--- DATA FOR THIS TASK ---
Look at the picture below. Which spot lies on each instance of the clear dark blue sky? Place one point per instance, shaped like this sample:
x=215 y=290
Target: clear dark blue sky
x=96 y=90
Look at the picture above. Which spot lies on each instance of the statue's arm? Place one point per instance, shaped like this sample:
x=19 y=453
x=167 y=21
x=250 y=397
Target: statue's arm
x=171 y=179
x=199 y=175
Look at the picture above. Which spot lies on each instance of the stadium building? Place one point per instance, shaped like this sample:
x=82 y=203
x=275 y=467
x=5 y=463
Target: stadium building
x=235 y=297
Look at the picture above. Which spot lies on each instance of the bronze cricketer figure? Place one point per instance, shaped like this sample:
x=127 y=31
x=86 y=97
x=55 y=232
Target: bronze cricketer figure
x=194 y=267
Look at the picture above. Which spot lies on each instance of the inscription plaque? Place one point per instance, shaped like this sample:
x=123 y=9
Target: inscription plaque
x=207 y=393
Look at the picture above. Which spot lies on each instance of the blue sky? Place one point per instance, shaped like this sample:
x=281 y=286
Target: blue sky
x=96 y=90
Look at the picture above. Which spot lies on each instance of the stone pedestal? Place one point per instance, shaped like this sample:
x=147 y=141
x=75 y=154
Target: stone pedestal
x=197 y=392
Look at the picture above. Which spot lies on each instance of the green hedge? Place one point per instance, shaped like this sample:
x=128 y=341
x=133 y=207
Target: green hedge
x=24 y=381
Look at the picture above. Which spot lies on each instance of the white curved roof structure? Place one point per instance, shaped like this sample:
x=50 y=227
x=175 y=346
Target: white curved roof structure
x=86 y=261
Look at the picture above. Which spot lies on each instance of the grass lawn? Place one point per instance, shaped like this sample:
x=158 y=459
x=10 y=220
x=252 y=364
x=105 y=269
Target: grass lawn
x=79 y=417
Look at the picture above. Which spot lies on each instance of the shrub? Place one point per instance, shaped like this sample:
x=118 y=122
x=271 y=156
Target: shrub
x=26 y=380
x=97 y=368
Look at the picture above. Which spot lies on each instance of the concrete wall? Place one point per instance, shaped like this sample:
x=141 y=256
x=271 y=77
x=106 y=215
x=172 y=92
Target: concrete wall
---
WHAT TO DO | Rewrite all the items above, renaming every "instance" to "occurrence" and leaving everything else unchanged.

TASK ANSWER |
Look at the picture below. Which spot lies on each occurrence of the clear dark blue sky? Place one point per occurrence, shaped like this sample:
x=215 y=290
Target: clear dark blue sky
x=96 y=90
Look at the picture above. Which spot lies on each occurrence of the statue's arm? Place one point per occurrence, shaped like this sample:
x=19 y=453
x=167 y=21
x=250 y=397
Target: statue's arm
x=171 y=179
x=199 y=175
Look at the picture above. Which spot lies on each occurrence of the stadium building? Place one point per occurrence, shaped like this sample:
x=82 y=203
x=275 y=467
x=5 y=463
Target: stadium building
x=235 y=297
Look at the picture above. Which spot lies on each occurrence of the bronze cricketer figure? Place one point per occurrence, shaped like this sample:
x=127 y=31
x=86 y=97
x=55 y=232
Target: bronze cricketer figure
x=194 y=267
Look at the picture above. Which spot lies on each occurrence of the inscription plaque? Place one point per occurrence, shaped like this sample:
x=123 y=9
Target: inscription plaque
x=207 y=393
Look at the picture above. Which spot lies on each occurrence of the blue sky? Place one point per occurrence, shaped like this sample:
x=281 y=286
Target: blue sky
x=96 y=90
Look at the picture above. Which spot lies on each occurrence of the stone pedestal? Place one point per occurrence, shaped like this sample:
x=147 y=141
x=75 y=154
Target: stone pedestal
x=197 y=392
Look at the picture above. Which spot lies on each occurrence of the green hedge? Place one point per occurrence, shaped like this sample:
x=128 y=341
x=133 y=207
Target: green hedge
x=24 y=381
Look at the picture above. Which spot lies on each occurrence of the white curved roof structure? Place one point per occurrence, shaped like this sample:
x=50 y=227
x=175 y=346
Target: white curved roof structure
x=86 y=261
Look at the picture above. Which spot lies on each occurrence of the grass lawn? Place one point per occurrence, shaped like this sample:
x=158 y=459
x=10 y=220
x=252 y=364
x=105 y=269
Target: grass lawn
x=79 y=417
Look at the picture above. Which spot lies on each occurrence of the shrub? Place one point per occurrence, shaped like this sample:
x=118 y=122
x=271 y=156
Target: shrub
x=26 y=380
x=97 y=368
Look at the picture above. Which spot lies on each occurrence of the concrete wall? Place one point per occurrence, shaped like this sample:
x=141 y=256
x=271 y=77
x=106 y=215
x=172 y=92
Target: concrete wall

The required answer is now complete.